Directions for this task. Transcribe the records below, beginning with the line that contains "cookie stack, each" and continuing through the line that contains "Expected behaviour: for", with both lines included. Omit the pictures from your transcription.

Supplied data.
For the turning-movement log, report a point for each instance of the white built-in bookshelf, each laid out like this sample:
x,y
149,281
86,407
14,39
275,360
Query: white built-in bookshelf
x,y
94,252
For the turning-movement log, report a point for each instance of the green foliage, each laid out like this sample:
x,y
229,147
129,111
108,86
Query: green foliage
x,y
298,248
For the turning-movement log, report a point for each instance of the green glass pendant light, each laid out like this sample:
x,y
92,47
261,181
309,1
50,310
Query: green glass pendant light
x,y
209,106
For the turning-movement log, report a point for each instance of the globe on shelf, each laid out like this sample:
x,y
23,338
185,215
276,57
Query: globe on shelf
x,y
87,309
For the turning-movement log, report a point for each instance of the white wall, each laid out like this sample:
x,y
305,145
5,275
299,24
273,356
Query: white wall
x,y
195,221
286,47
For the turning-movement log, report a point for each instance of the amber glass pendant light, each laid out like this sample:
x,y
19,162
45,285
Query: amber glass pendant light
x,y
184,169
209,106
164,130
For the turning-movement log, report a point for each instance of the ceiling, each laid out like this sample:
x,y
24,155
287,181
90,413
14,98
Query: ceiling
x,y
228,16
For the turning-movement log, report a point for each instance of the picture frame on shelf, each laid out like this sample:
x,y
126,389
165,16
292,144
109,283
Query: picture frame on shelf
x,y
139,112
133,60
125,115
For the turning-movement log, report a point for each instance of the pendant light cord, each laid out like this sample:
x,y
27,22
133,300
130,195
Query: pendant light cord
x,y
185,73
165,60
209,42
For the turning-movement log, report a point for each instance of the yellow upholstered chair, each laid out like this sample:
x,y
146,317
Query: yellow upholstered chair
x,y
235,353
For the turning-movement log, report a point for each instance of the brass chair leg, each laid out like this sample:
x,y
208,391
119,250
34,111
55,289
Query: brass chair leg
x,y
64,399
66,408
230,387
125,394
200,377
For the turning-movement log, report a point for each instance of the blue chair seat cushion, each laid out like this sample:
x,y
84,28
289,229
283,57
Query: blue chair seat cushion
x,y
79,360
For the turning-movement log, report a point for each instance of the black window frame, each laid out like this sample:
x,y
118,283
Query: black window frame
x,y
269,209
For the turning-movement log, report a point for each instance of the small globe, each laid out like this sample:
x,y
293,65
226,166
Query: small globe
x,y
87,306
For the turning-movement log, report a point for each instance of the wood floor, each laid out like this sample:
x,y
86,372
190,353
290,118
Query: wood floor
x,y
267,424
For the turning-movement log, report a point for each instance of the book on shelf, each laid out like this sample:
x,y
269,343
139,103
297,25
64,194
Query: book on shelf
--
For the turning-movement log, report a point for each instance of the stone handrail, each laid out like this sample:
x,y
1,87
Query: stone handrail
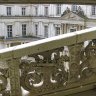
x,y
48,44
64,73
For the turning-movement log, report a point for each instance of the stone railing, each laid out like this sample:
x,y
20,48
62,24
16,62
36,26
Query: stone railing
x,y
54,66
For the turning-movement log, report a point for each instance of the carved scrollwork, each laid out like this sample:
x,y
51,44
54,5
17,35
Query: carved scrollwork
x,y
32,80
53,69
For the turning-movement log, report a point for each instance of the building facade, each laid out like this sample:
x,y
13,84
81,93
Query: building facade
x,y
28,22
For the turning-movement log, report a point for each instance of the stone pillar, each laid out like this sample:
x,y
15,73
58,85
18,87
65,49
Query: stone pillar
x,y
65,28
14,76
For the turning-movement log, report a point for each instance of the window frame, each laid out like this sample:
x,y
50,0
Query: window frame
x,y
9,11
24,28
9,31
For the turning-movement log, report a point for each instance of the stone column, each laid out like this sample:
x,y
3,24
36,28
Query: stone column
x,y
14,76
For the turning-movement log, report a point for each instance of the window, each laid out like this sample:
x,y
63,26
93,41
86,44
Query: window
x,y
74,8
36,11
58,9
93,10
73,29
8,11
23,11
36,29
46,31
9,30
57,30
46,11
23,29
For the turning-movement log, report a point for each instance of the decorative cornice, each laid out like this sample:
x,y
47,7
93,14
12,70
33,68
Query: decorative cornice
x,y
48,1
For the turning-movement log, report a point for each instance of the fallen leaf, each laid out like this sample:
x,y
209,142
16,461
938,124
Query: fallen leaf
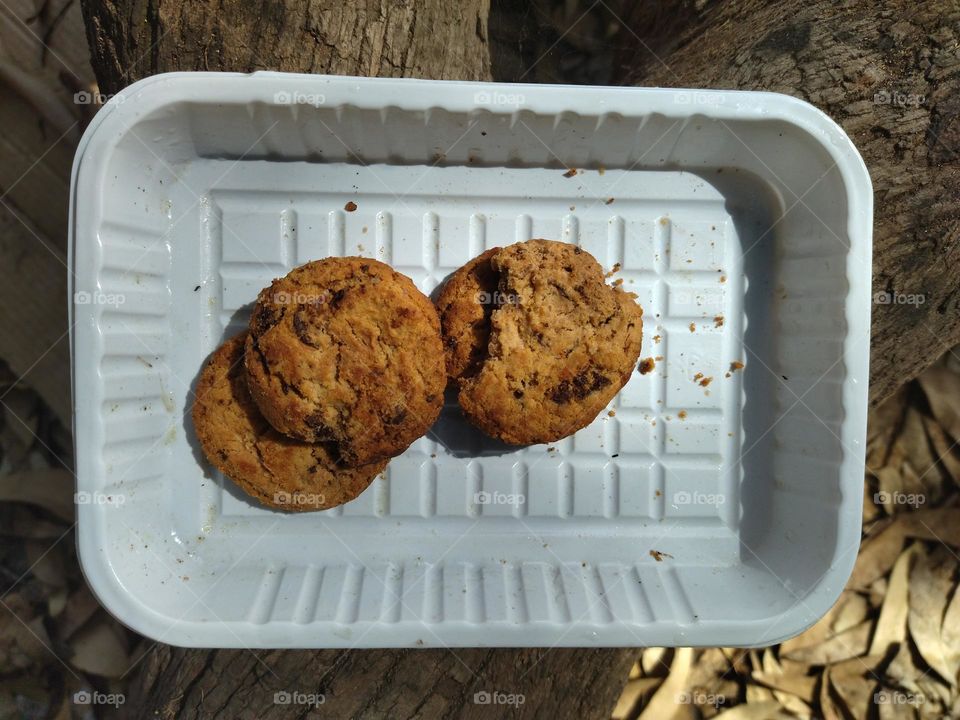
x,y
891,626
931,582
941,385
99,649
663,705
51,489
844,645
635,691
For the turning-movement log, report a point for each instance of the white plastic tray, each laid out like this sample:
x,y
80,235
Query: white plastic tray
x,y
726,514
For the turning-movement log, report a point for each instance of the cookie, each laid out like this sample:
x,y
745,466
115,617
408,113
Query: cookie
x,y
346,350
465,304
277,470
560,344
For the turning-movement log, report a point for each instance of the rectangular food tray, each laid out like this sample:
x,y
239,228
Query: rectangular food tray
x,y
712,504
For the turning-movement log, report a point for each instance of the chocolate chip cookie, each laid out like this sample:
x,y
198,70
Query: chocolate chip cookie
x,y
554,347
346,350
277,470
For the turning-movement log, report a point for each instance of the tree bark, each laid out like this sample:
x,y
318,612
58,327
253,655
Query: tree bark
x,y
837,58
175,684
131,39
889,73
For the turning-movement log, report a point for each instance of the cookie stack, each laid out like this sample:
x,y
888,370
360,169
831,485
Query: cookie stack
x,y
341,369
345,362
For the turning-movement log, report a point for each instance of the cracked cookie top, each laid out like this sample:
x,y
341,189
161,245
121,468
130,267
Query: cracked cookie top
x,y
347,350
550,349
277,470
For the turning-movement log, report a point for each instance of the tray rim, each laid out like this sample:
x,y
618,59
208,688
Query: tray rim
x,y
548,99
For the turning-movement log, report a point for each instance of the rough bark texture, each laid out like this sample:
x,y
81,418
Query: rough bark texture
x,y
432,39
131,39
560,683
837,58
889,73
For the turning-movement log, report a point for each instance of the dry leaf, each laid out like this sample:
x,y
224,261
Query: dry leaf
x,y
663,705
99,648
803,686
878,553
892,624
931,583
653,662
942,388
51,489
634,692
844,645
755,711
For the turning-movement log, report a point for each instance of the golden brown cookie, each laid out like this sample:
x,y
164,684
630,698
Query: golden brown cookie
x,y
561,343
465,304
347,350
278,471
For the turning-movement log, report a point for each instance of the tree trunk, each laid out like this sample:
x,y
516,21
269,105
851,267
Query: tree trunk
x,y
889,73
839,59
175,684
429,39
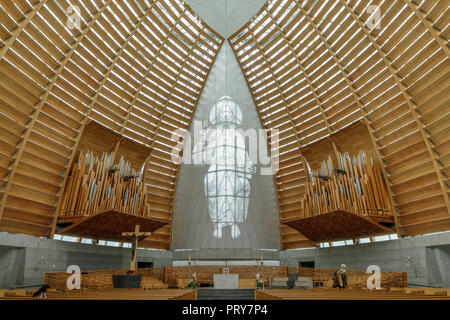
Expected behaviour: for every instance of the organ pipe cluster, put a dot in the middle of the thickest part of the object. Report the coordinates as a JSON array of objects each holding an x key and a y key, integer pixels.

Final result.
For the turning-movement log, report a point for each instance of the cookie stack, each laid out like this sample:
x,y
888,370
360,169
831,485
Query: cookie stack
x,y
341,369
345,362
For the turning-movement log, report a point for each instance of the cracked cookie top, each laid out like this sample:
x,y
341,189
161,245
121,468
130,267
Query: cracked cookie top
x,y
347,350
550,349
277,470
For the turning-movement log, report a point for each instance of the tray rim, each laid out like this sample:
x,y
618,59
208,688
Query: tray rim
x,y
548,99
For the turning-movement log, report a point for each instance of the rough bark texture, each laid out like this sample:
x,y
81,418
Query: rough bark texture
x,y
432,39
131,39
560,683
837,58
889,73
For the turning-movement log, report a point for each instance of the dry leaf, each laid out like this sample:
x,y
224,261
Query: dry leaf
x,y
663,705
99,648
803,686
878,553
892,624
931,583
653,662
942,388
51,489
634,692
844,645
755,711
For the turning-movement log, report a point for each instance of the golden brown cookie, each laid out like this sample:
x,y
164,684
630,698
Query: golden brown cookie
x,y
561,343
465,304
347,350
278,471
For the turning-movement log, report a point for each instance of the tree trunk, each laid out like this sample:
x,y
516,21
269,105
851,267
Query: tree trunk
x,y
889,73
839,59
175,684
429,39
Expected behaviour: for every instance of the organ pipe cluster, put a dot in the middle of the thickest part of the object. Report the coordinates as a JSON array of objects each holding an x key and a y key, integer pixels.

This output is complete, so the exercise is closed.